──────── Given data

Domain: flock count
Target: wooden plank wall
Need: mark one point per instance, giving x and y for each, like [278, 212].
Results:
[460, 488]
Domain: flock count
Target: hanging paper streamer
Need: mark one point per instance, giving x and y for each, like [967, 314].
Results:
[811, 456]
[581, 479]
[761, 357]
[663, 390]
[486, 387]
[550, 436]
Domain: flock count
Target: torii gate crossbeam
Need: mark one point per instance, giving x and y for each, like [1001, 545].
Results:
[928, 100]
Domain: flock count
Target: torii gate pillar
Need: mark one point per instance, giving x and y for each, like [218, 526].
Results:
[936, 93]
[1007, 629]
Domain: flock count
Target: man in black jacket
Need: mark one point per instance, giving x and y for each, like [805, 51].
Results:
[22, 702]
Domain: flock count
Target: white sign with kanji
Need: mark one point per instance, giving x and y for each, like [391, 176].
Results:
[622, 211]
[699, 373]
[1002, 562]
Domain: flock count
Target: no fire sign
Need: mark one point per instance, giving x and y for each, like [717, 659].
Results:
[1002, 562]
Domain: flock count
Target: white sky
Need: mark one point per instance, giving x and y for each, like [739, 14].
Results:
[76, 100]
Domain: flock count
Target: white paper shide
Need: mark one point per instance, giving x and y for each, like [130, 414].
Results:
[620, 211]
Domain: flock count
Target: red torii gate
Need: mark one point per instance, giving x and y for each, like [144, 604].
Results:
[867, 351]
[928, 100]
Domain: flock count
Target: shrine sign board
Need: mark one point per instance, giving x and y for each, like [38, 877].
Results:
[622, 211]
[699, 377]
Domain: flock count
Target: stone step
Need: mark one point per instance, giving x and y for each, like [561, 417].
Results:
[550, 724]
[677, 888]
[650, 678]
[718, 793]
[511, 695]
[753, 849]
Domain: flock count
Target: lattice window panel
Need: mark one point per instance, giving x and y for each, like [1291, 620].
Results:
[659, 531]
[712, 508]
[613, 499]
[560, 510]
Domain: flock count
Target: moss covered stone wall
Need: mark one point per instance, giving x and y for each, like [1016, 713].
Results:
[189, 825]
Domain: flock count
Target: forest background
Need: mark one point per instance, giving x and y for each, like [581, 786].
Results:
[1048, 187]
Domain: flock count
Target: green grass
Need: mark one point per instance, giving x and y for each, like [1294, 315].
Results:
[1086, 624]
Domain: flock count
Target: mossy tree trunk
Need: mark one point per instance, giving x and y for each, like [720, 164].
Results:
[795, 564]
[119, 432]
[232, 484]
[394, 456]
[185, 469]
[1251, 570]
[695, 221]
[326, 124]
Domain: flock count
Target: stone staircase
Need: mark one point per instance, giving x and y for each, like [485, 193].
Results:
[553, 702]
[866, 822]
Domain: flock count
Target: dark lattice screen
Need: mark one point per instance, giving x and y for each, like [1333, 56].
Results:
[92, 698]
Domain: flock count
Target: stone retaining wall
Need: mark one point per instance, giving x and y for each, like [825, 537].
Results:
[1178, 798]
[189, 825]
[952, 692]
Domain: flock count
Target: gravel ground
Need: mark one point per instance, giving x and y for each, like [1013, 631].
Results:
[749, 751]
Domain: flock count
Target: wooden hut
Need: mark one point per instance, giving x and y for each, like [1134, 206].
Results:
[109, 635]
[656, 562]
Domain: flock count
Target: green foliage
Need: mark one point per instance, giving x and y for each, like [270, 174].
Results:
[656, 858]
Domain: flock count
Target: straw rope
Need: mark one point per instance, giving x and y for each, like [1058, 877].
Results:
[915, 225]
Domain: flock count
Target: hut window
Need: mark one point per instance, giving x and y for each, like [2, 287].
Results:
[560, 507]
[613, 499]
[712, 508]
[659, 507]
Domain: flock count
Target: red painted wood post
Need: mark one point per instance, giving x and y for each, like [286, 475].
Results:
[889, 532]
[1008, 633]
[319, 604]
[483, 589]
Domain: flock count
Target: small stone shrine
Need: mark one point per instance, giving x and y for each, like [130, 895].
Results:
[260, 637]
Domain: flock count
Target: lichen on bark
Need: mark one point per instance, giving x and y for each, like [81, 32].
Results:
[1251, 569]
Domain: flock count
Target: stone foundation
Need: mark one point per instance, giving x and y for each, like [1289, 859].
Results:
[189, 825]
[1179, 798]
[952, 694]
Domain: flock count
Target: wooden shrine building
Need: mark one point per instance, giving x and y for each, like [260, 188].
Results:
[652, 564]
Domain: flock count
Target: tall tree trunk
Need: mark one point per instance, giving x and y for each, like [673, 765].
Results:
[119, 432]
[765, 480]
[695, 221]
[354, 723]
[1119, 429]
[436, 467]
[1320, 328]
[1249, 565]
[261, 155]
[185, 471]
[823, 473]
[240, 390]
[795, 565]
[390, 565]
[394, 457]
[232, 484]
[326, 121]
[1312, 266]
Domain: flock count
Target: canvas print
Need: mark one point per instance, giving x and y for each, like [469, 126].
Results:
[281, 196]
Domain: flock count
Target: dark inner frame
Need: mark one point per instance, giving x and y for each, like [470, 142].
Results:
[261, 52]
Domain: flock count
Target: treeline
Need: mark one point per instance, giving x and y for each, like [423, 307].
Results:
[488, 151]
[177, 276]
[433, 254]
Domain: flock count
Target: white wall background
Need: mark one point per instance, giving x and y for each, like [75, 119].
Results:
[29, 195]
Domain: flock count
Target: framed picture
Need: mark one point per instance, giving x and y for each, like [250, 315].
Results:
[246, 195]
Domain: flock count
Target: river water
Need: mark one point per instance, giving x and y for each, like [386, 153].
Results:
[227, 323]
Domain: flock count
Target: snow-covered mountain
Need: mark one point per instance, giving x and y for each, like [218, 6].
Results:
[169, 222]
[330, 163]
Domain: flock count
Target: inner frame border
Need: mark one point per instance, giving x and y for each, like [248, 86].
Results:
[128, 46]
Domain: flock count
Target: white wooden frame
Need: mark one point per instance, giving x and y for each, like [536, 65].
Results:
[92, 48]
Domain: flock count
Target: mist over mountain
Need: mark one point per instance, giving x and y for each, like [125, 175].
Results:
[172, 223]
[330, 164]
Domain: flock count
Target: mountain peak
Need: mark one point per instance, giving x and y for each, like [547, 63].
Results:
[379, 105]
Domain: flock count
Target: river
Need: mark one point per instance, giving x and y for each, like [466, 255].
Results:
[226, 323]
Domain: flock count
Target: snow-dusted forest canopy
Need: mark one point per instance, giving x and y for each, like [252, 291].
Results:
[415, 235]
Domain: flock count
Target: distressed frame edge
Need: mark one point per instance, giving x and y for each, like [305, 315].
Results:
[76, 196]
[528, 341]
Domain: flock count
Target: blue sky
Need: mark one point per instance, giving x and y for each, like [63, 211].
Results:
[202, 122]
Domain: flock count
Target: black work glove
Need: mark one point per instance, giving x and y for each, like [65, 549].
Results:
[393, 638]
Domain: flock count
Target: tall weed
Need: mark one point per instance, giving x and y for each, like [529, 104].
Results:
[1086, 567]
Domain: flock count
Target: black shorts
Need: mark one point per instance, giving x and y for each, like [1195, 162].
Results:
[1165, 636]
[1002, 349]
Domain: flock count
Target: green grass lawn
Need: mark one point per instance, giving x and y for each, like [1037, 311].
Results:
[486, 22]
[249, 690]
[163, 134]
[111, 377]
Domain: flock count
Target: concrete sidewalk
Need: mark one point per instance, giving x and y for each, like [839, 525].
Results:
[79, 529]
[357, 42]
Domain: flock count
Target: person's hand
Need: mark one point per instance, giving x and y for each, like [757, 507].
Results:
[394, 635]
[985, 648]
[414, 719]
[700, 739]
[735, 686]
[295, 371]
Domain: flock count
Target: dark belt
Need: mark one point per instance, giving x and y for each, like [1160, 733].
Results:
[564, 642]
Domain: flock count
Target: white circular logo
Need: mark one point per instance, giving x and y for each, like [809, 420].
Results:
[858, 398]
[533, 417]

────────────────

▸ **Stated problem**
Pull out every line of the entries above that contains the word "sign", copying each such line in full.

▸ **Complete output**
Target: white sign with kanji
Target: no fire sign
Target: shrine sign board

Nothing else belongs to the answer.